WHAT THE TASK REQUIRES:
Repeat exactly, and only, the lines from the one containing "point: green paint" through the end of the records.

INFORMATION PROVIDED:
- - -
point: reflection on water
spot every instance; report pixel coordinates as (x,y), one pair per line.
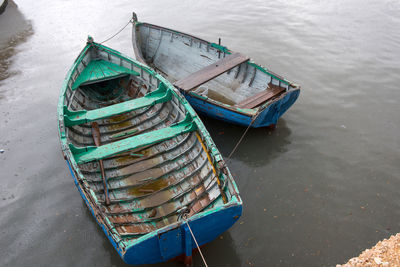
(250,150)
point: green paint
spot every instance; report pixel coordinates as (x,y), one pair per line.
(83,116)
(71,151)
(91,153)
(100,70)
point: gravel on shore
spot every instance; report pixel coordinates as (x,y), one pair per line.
- - -
REPLY:
point: green paint
spot every instance; report pixel coordinates as (x,y), one pair per line.
(83,116)
(71,151)
(91,153)
(100,70)
point: gravel on shore
spot every instance; report pixel coordinates as (x,y), one pair per line.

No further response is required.